▸ **Assigned task A**
In the leafleting interview, what does the speaker suggest bringing along if you feel hesitant about leafleting?
▸ **Assigned task B**
Reproduce the passage of the leafleting interview from "I’ve always been" up to and including "current leafleting tour?".

What do you do for fun while not leafleting?
I’ve always been creative – expressing myself through art and music whether it’s drawing, taking photographs, or singing. Especially when it comes to being on the road, yelling my favorite tunes is always a blast.
What has been your favorite interaction on your current leafleting tour?
So far, I would have to say when I met a student that was very standoffish towards me when I was at his college. Our first interaction was me giving him a leaflet – he instantly put up a wall of defense, feeling attacked, as he grew up on a farm. I told him that what I do is advocate for the animals that suffer on factory farms, telling him that I would be there for most of the day so he could come talk to me after he read our literature. He took it (to my surprise) and went on his way. A few hours passed and he came back with some banter on if I was having any luck; like I was wasting my time – I shook it off and continued working. I would say the class change that occurred before I left that day, he came back up to me with a more calm demeanor this time. He asked me if I was there sponsoring an event or if I was just there to hand out information. I told him about VO and what we do and he just stood there for a minute thinking, smirked, and then we wished each other a good day. I didn’t see him after that. The thing about this story that I love so much is that you could tell the wheels were turning inside his head. He started with being defensive, angry, and then came down from it after chewing over what he read. People have to face themselves before making a change; they must recognize their actions before they can make a difference, and we as activists must be calm and supportive and feel empathy for the people we talk to about this issue. Only a lucky few of us were born into vegetarianism / veganism, so we must be understanding and let others know that we were once where they are and change is possible.
Do you have any advice for those hesitant about leafleting?
Go for it! I was incredibly nervous my first time. Sometimes we’re overcome with fear of rejection or possibilities of negative interactions and that’s normal, but once you get warmed up and start doing it, it’s a piece of vegan cake. For the most part, people who receive our leaflets aren’t rude; they’ll either take it or they’ll say no thanks. If you’re hesitant about it, bring a friend along, you can play off each other’s positive vibes and it relieves that shyness you may be feeling.

▸ **Material supplied**
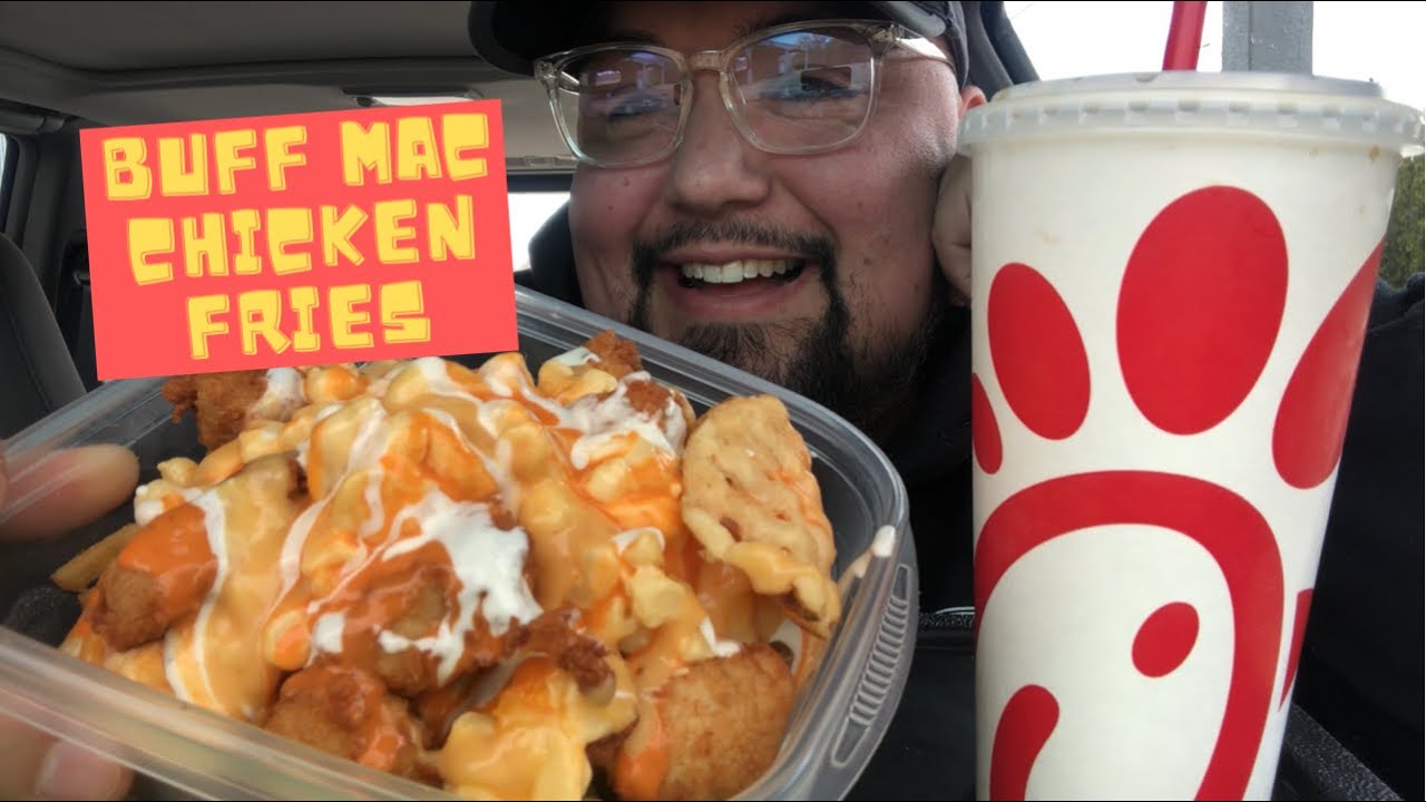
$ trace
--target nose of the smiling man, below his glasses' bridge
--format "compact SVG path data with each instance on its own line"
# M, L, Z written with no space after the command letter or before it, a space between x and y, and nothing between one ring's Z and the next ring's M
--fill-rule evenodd
M670 204L706 215L757 205L771 190L769 154L737 131L717 81L713 73L696 76L693 108L665 186Z

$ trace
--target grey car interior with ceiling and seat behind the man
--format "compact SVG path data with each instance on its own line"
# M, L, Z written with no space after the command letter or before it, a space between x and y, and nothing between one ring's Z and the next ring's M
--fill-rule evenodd
M100 384L86 128L498 98L511 194L568 190L575 161L543 90L476 57L468 6L0 1L0 441ZM970 81L992 96L1035 80L1004 3L964 6ZM1302 711L1279 773L1278 798L1392 798Z

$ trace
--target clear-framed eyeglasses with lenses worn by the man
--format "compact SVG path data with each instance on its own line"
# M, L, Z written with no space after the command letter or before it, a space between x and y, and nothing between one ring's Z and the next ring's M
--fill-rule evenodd
M535 74L575 157L635 167L677 150L700 70L717 73L723 107L754 147L776 154L843 147L871 118L891 54L950 64L931 41L894 23L816 20L693 54L640 43L579 47L536 60Z

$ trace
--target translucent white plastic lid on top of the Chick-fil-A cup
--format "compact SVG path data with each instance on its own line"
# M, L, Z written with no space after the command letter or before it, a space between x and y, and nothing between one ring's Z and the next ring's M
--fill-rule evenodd
M1422 153L1422 111L1382 87L1289 73L1127 73L1017 84L965 113L960 147L1114 131L1303 137Z

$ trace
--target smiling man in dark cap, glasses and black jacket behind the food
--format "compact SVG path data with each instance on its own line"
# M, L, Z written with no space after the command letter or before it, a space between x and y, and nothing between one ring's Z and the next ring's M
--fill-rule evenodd
M783 37L809 31L776 26L837 17L896 21L937 50L886 50L880 84L824 68L871 49L846 30L810 34L841 60L779 57ZM532 243L520 281L863 428L910 492L923 611L971 604L970 196L955 130L984 96L965 81L964 31L958 3L471 13L472 41L495 66L583 78L556 84L552 104L580 157L568 217ZM684 84L677 54L697 51L719 56L700 57ZM1400 293L1378 287L1299 671L1303 706L1407 796L1422 788L1420 626L1395 622L1422 621L1420 300L1419 277ZM1392 651L1396 632L1409 658ZM900 715L924 715L933 686Z

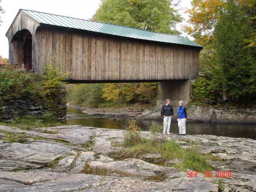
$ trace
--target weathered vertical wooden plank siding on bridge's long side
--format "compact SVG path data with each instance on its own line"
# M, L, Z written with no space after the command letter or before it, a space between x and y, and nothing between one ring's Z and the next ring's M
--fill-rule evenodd
M42 72L45 58L60 49L60 67L72 72L72 80L189 79L190 65L191 78L199 74L199 49L49 29L35 37L35 71Z

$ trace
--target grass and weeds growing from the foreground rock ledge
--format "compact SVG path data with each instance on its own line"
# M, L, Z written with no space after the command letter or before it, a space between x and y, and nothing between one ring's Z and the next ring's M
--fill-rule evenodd
M173 166L182 171L191 169L203 173L206 170L214 169L206 160L206 157L213 157L211 155L204 156L200 153L199 147L196 144L189 145L188 148L181 147L175 139L167 139L165 135L161 134L162 126L154 122L149 130L151 131L151 138L142 138L136 120L128 121L125 127L126 133L123 143L123 146L127 148L118 151L118 157L143 159L145 154L159 154L161 158L155 159L155 161L167 162L171 159L181 159L180 163Z

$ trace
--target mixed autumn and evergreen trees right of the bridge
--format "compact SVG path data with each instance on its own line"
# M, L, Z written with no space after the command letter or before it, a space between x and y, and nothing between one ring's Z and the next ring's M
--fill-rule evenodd
M200 70L223 99L253 98L256 79L256 0L192 0L184 29L204 46ZM200 87L199 87L200 89Z

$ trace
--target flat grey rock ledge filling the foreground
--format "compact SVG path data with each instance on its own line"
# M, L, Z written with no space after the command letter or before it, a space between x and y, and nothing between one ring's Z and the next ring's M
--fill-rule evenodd
M150 137L150 132L141 134ZM109 153L120 150L113 143L123 142L123 130L67 125L25 131L0 125L0 191L256 191L256 140L212 135L165 136L183 147L197 143L202 153L221 158L211 162L216 170L212 177L202 173L188 177L187 172L180 172L170 162L160 166L140 159L110 158ZM150 158L157 158L157 154L144 157ZM220 172L231 172L232 176L217 178Z

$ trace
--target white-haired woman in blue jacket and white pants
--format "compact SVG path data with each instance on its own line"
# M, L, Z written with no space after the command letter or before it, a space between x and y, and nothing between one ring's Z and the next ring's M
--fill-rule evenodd
M187 121L187 111L183 106L183 102L179 102L178 107L178 126L179 126L179 134L178 135L186 135L186 121Z

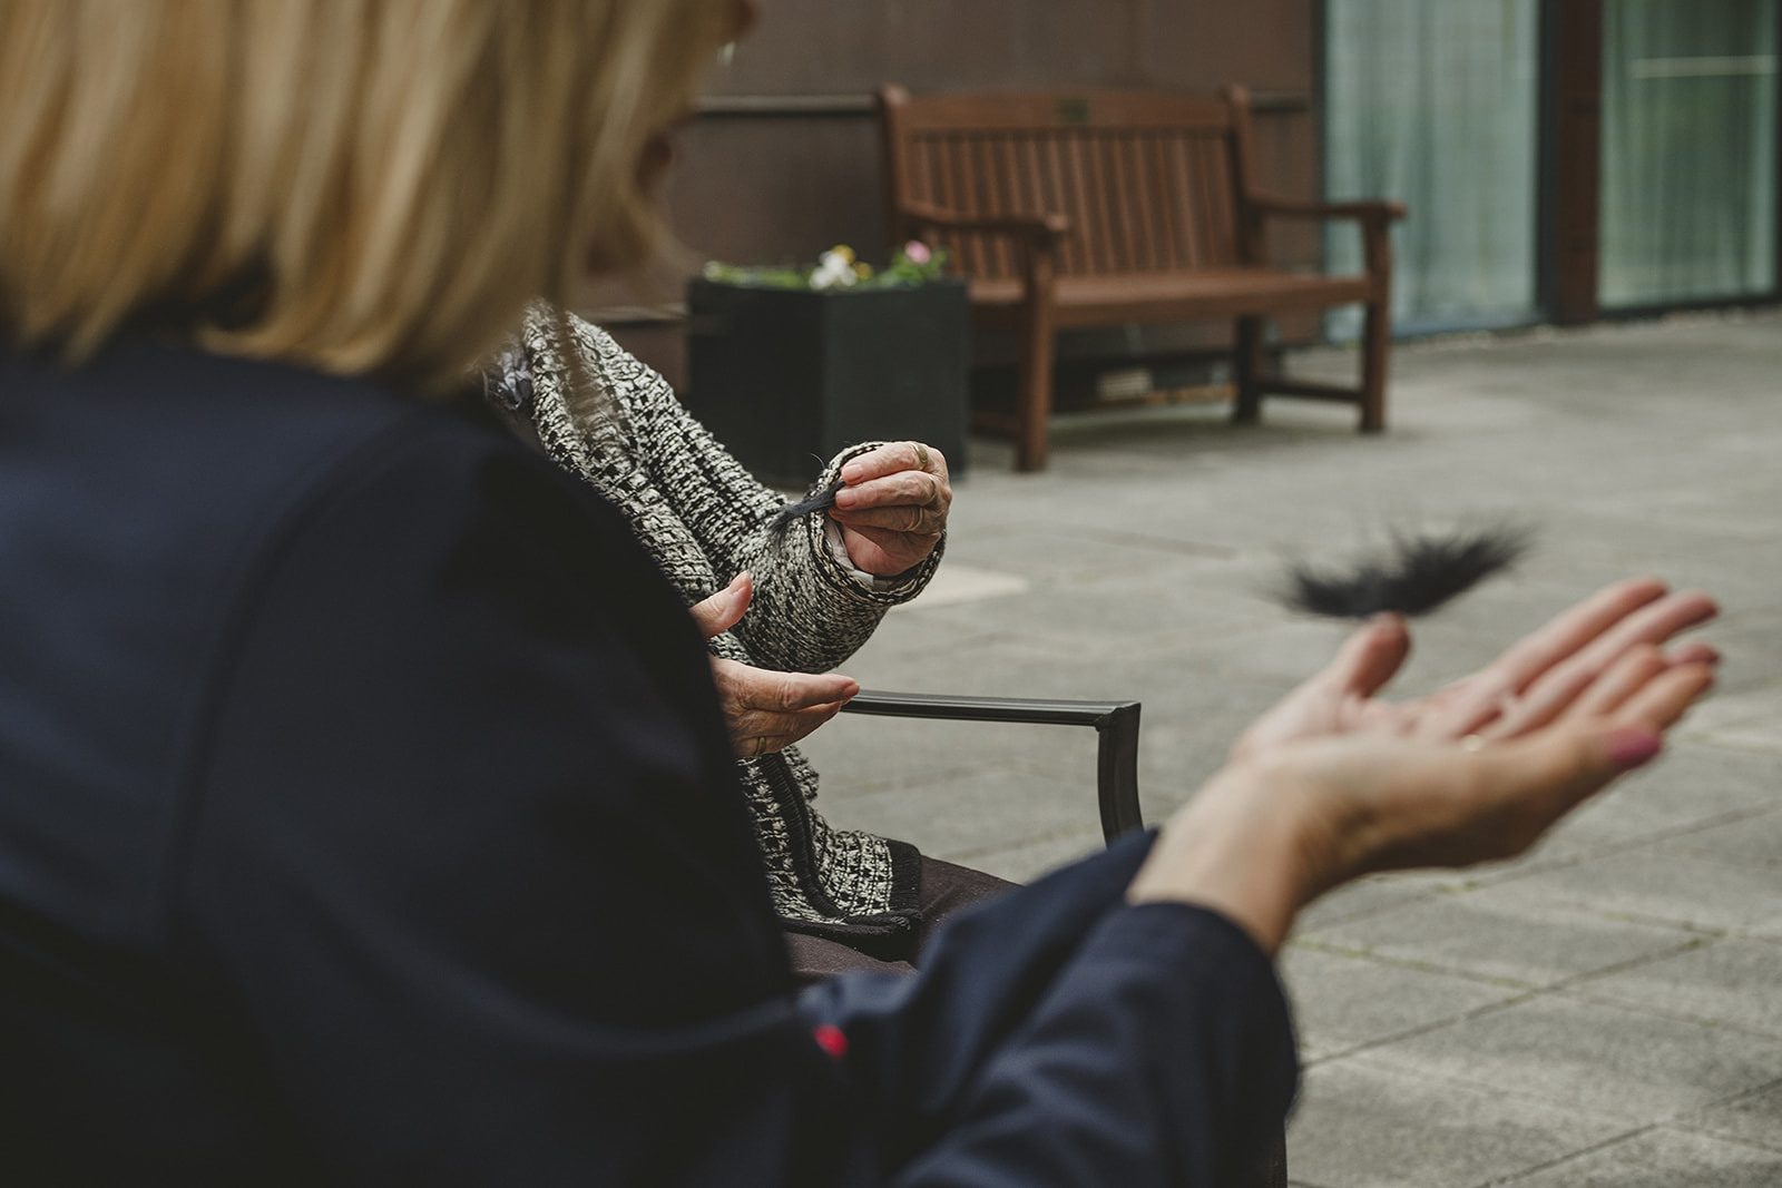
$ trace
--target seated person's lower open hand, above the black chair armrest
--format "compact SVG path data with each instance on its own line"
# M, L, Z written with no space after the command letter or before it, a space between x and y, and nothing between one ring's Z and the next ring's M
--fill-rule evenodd
M693 622L707 639L720 636L743 620L754 593L748 572L738 574L729 586L693 604ZM738 759L756 759L797 743L841 712L861 691L852 677L782 673L722 655L711 657L711 680L718 686L723 725Z

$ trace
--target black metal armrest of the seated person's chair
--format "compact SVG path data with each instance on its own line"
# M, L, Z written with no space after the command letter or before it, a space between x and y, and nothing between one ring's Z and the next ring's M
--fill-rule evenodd
M1101 835L1112 842L1121 834L1144 826L1144 816L1139 812L1139 702L1060 702L1025 696L946 696L861 689L852 702L841 707L841 712L1094 727L1098 736L1096 801L1101 807Z

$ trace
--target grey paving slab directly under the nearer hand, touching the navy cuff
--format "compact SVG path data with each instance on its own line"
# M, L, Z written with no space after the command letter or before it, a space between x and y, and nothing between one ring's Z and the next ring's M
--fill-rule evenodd
M1616 921L1584 908L1531 907L1492 887L1436 894L1365 919L1301 932L1322 946L1522 987L1547 987L1700 942L1688 932ZM1773 967L1775 955L1770 958Z

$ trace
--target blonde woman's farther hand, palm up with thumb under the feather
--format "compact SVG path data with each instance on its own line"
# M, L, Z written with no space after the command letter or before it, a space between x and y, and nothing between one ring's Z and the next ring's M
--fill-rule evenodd
M1411 636L1397 614L1379 616L1331 664L1251 725L1231 748L1251 759L1285 743L1340 734L1383 734L1472 745L1513 739L1591 714L1629 688L1675 668L1713 666L1702 643L1672 650L1672 636L1718 614L1702 593L1670 593L1652 579L1616 582L1561 613L1479 671L1411 702L1377 693L1404 664Z

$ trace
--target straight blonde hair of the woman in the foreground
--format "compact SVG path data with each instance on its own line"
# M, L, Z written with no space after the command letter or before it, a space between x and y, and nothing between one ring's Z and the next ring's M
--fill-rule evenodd
M454 381L642 262L727 0L5 0L0 331Z

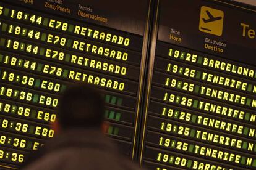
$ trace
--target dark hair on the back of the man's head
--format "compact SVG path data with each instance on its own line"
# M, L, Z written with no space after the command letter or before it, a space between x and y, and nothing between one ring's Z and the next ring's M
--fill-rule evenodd
M101 92L87 84L75 84L62 95L58 120L63 129L100 127L103 112L104 101Z

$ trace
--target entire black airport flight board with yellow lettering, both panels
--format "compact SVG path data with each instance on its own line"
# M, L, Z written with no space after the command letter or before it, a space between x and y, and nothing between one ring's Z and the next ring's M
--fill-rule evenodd
M55 135L78 82L148 169L256 169L255 21L228 0L0 1L0 169Z

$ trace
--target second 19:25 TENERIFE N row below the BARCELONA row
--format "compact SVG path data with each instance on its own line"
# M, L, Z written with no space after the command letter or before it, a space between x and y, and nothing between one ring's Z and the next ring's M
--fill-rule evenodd
M253 95L234 92L229 89L223 89L210 84L204 84L174 75L167 75L158 71L155 71L153 75L153 84L168 89L176 89L181 92L188 92L194 95L196 94L200 97L206 97L208 99L228 102L233 105L241 105L241 107L255 107L256 99L254 99Z

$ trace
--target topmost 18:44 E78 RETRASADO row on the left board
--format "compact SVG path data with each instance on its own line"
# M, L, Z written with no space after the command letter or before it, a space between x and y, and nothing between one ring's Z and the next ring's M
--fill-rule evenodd
M114 44L116 46L127 47L139 51L142 49L142 38L139 36L132 36L130 34L124 35L124 33L88 25L84 22L81 23L75 22L74 20L67 20L67 18L53 17L52 15L45 15L32 10L22 9L17 6L11 6L9 4L0 4L0 16L7 20L40 26L47 30L59 31L80 38L106 42L108 44Z

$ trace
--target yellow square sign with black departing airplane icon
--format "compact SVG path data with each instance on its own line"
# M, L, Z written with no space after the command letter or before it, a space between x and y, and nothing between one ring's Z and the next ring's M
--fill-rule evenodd
M221 36L223 31L224 12L211 7L202 6L200 12L199 30Z

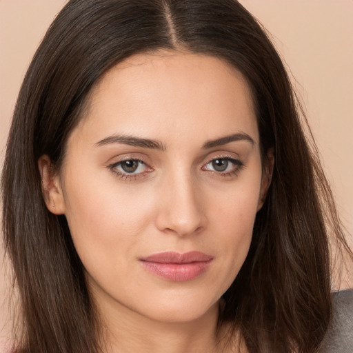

▸ **Answer A**
A friend.

▸ **Answer B**
I’ve always been creative – expressing myself through art and music whether it’s drawing, taking photographs, or singing. Especially when it comes to being on the road, yelling my favorite tunes is always a blast.
What has been your favorite interaction on your current leafleting tour?